§ **ACTION ITEM**
Carry on the excerpt below about cross-organizational Mission authority interoperability, picking up after its last sentence.

§ **DOCUMENT EXCERPT**
——————————

The Interoperability Problem
Each of the limits above operates within a single organization: shared purpose taxonomy, known systems, and a single Mission state owner. Cross-organizational deployment introduces complications the single-org model cannot absorb. Mission authority shaped in one trust domain cannot be evaluated semantically in another, even when the transport format is identical.
If two organizations deploy agent systems independently, each with their own purpose taxonomy and shaping logic, a Mission created in one cannot be meaningfully evaluated in the other. The mission_ref is portable. The semantics it encodes are not.
Interoperability requires more than a purpose taxonomy. It needs shared meaning for:
- resource classes
- action classes
- canonical subject and object identifiers
- selector and constraint semantics
- attenuation and expansion rules
- parent-to-child derivation rules
Without those, a “portable authority representation” is just a transport container for incompatible local meaning.
This identity resolution layer is easy to understate, and it is often where enterprise deployments actually break. “Board packet”, “final numbers”, “Q1”, and even the CFO’s own authority scope may resolve differently across finance systems, content repositories, and messaging tools.
Adjacent standards work helps with plumbing, but not with semantic authority:
- OAuth RAR (RFC 9396) provides a richer authorization request format than scopes, allowing structured authorization detail in the request itself. It is the closest existing standard to a Mission authority carrier. But RAR is a request language, not a shaping substrate; it still requires the semantic work to be done before the request is formed, and it does not govern the Mission lifecycle after issuance.

——————————

§ **Point-per-instance localization records**
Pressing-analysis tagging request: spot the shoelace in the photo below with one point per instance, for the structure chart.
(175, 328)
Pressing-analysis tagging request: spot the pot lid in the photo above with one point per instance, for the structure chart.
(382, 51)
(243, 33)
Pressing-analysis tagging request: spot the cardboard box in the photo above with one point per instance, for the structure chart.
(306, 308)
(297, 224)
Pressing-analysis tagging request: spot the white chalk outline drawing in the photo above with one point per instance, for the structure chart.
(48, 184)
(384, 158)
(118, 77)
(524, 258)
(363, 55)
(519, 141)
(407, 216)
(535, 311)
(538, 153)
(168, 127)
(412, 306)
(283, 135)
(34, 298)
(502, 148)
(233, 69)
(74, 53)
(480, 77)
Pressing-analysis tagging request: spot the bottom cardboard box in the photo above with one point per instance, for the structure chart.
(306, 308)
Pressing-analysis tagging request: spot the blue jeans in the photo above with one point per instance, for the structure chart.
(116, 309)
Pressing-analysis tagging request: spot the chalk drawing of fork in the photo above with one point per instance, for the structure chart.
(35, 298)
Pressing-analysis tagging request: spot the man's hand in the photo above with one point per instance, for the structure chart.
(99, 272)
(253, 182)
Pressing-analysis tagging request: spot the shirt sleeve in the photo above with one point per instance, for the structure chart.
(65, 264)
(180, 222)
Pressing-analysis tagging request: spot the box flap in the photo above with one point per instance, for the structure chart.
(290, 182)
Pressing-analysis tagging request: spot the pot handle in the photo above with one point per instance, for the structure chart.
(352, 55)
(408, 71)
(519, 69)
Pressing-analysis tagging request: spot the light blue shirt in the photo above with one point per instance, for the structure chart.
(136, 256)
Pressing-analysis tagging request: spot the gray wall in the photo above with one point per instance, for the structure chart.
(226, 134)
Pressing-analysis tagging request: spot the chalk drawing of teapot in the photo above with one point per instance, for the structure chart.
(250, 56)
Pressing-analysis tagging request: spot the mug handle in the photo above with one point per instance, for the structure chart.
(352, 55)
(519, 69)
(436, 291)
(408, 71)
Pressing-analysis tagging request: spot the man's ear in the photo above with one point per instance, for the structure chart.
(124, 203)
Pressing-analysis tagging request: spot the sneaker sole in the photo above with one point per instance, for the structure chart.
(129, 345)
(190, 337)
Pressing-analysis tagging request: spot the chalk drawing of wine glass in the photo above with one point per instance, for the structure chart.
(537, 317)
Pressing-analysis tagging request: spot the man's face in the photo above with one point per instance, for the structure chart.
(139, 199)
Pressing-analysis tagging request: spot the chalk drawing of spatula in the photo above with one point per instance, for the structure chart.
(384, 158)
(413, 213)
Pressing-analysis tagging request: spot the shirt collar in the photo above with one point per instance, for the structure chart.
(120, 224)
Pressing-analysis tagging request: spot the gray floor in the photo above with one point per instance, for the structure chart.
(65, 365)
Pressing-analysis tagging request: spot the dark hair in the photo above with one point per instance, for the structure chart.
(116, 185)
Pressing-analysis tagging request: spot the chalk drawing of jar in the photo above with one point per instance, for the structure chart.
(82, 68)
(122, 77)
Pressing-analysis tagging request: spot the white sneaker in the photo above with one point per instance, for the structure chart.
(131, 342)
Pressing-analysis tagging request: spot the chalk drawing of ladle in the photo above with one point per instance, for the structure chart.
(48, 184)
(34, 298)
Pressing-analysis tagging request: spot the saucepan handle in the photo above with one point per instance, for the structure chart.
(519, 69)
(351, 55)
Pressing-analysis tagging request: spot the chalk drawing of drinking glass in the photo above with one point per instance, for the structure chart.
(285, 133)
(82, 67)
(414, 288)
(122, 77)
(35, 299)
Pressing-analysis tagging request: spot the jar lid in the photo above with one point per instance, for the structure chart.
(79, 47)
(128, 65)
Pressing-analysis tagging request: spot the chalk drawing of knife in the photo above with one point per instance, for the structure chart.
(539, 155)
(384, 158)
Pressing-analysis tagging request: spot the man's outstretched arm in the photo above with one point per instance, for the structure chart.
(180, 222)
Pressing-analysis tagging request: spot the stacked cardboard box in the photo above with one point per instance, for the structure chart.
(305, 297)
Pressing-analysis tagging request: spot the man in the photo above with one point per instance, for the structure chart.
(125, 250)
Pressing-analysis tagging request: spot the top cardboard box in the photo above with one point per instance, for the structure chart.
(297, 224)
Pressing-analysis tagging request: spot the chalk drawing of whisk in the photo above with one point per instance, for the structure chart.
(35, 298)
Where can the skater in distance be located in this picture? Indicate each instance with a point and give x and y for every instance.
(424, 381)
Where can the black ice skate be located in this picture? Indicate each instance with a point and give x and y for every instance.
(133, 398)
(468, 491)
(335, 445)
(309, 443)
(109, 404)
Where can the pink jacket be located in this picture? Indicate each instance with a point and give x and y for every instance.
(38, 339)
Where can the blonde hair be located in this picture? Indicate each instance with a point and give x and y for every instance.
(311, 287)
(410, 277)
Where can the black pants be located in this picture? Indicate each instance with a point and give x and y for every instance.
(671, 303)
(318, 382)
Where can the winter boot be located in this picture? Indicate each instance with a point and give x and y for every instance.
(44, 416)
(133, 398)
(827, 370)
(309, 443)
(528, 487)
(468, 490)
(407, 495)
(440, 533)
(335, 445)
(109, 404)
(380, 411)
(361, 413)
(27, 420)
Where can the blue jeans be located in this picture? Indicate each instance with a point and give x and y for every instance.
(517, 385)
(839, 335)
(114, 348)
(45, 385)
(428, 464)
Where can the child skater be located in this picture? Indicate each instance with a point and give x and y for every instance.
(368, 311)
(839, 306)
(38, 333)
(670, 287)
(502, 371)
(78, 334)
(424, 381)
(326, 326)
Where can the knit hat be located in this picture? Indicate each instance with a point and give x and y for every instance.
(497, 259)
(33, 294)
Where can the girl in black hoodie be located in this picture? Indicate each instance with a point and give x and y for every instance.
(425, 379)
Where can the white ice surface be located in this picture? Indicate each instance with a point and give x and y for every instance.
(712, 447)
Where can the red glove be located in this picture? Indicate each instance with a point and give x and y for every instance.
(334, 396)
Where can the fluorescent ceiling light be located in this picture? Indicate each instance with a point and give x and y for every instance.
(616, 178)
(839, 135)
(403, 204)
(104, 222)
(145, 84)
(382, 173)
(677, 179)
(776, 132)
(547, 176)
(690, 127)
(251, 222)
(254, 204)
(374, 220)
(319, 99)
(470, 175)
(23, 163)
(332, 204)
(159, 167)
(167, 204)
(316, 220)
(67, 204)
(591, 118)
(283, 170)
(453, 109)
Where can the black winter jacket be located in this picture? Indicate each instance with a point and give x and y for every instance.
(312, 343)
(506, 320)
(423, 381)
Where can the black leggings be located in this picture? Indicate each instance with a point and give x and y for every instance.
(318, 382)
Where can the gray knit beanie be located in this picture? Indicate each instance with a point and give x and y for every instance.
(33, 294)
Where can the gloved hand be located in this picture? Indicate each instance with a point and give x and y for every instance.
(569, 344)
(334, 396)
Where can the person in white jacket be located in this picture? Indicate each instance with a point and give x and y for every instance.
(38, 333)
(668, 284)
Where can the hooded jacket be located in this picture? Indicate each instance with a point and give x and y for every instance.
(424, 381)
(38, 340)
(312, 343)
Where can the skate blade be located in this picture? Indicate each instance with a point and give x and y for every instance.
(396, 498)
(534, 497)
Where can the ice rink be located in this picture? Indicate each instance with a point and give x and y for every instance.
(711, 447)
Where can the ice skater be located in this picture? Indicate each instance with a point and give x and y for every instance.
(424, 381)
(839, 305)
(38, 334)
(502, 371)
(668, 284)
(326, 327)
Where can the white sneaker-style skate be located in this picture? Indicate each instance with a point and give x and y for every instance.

——————————

§ **ANSWER TO THIS PROBLEM**
- Policy engines such as OPA and Cedar help express and evaluate policy once the world has already been reduced to stable resources, attributes, and actions, but they do not solve the shaping step that produces those stable inputs from natural-language intent.
The interoperability problem still points back to a missing semantic layer for Mission shaping.
RAR and token formats can carry authority. They do not supply the shared task semantics that make that authority interoperable.
What Containment Adds
In open-world environments, containment has to carry safety properties that Mission shaping cannot provide.
Containment means:
- narrow discovery envelopes by default
- strong tool mediation and trusted adapters
- short-lived, attenuated credentials
- boundary observation that does not rely on agent self-report
- irreversible actions gated by callbacks, checkpoints, or explicit human release
- runtime isolation strong enough that a compromised agent has limited room to act
A tool call, as used here, means any invocation to an external system through an adapter: file reads and writes, API calls, browser navigation, code execution, and message dispatch. Every such call is a potential observation and enforcement point. Containment is meaningful only if the tool mediation surface is consistently enforced. A single unmediated path through a privileged adapter negates the rest.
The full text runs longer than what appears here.